> **TASK INPUT**:

-*-*-

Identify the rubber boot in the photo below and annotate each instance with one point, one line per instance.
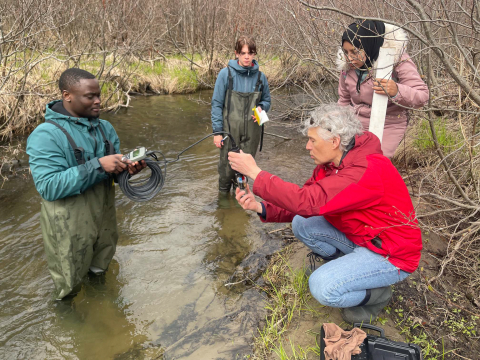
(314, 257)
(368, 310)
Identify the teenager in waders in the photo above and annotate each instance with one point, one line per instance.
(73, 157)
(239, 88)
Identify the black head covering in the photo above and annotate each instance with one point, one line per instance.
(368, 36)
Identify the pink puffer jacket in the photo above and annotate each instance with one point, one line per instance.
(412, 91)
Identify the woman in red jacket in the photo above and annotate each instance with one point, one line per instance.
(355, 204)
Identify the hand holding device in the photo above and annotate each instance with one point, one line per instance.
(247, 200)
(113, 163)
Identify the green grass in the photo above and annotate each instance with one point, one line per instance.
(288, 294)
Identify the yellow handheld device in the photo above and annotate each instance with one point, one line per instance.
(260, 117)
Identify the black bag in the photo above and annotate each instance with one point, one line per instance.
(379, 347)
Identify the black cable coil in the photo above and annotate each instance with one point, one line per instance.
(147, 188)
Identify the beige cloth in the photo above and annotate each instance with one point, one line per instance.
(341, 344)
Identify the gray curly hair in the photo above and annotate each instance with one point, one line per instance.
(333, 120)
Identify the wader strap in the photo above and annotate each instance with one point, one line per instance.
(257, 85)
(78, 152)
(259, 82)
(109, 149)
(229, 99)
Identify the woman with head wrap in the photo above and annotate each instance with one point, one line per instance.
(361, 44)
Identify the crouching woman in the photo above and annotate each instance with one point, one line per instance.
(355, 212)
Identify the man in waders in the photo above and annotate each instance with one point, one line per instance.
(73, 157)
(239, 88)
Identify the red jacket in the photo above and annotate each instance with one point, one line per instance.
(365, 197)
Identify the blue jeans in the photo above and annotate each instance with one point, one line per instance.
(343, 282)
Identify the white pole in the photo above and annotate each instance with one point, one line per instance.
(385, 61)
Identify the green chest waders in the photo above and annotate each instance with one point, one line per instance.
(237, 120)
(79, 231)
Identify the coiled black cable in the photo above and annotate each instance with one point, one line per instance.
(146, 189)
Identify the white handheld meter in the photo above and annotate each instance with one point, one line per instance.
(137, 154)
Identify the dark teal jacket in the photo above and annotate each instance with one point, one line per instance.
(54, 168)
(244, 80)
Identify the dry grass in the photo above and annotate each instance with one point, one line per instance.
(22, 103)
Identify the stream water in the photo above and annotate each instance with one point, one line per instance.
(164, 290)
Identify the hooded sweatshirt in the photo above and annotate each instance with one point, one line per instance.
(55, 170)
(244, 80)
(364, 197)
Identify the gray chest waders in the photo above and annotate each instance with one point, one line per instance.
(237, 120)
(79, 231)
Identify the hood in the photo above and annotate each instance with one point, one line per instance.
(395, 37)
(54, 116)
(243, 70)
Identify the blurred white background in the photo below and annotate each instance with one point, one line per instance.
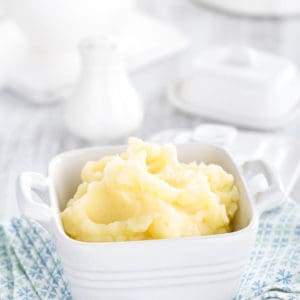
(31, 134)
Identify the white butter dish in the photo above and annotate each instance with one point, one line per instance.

-*-*-

> **SHORT PROBLEM**: Copy out each record shown above without alteration, skipping any picture.

> **EXERCISE ANSWER**:
Identify the rubber boot in the photo below and annotate each instance with one point, one line per instance.
(314, 257)
(368, 310)
Identify the teenager in waders in the photo above and annotate each instance with one point, one line per instance.
(73, 157)
(239, 88)
Identify the black head covering in the photo above and annotate each instance with one point, one line per instance.
(368, 36)
Identify the pink puffer jacket in the photo above and annotate each instance with one point, one line per instance.
(412, 91)
Identify the woman in red jacket in the photo above and annotate each instance with one point, one line per instance.
(355, 204)
Identify the hand holding device in the photo above and annotate each instance with one point, one line per instance.
(247, 200)
(113, 163)
Identify the green grass in the photo above and annotate each instance with one point, one line per instance.
(288, 294)
Identify the yellow handheld device in the photo above and annotate each instance with one point, one line per instance.
(260, 117)
Identify the black bag in the photo above and annotate each instance with one point, one line per instance.
(379, 347)
Identify the black cable coil in the photo above and annotate each instance with one point, one line per instance.
(147, 188)
Identify the beige cloth in the photo above and annotate each instance with one point, one line per instance.
(341, 344)
Identify the gray curly hair in the photo above and annotate each instance with one point, one line per instance.
(333, 120)
Identify the wader strap in the photo above and annotate each instance with one point, one line per instance.
(257, 85)
(78, 152)
(259, 82)
(109, 149)
(229, 99)
Identify the woman with head wrap in the photo above and annotate each instance with one point, one line per instance.
(361, 44)
Identify the crouching woman in the photo above and annotate each instance with one point, one line per instance.
(355, 212)
Identify the man in waders in the photo above and annotate each instance with one point, one line per instance.
(73, 157)
(239, 88)
Identify the red jacket in the photo above and annotate each instance with one point, one line per instance.
(365, 197)
Identify the blue jeans in the photo above and annotate each instance with one point, one line per instance.
(343, 282)
Identify the white pole in the photo above and annotate each instance with one point, one line per instance.
(385, 61)
Identify the green chest waders in the photo above and annotate each instance with one point, one line per instance.
(237, 120)
(79, 231)
Identify the coiled black cable in the photo above and annotate each instance with one point, one line per instance.
(146, 189)
Identify the white handheld meter in the photo above and annotate each instance with one point, one line per instance.
(137, 154)
Identify the dark teal jacket in the photo above and annotate each instance with one point, one line per instance.
(54, 168)
(244, 80)
Identify the dry grass in the photo above and annotate each instance with one point, one line per instance.
(22, 103)
Identify the stream water in the photo above and annotate each instance with one point, one line per instance.
(164, 290)
Identify the hooded sweatshirt in the photo above and annotate each instance with one point, one line per instance.
(55, 170)
(244, 80)
(364, 197)
Identify the gray chest waders in the photo above and annotate each instance with one point, one line per instance.
(237, 120)
(79, 231)
Identify the hood in the photo above and annotate each instance with one point, one line per instance.
(395, 37)
(54, 116)
(243, 70)
Identify the blurred white background in the photo below and annotate each instance with one point, one line per instance.
(31, 134)
Identify the white butter dish in the photo above and annotate each instance with one point, one line per instance.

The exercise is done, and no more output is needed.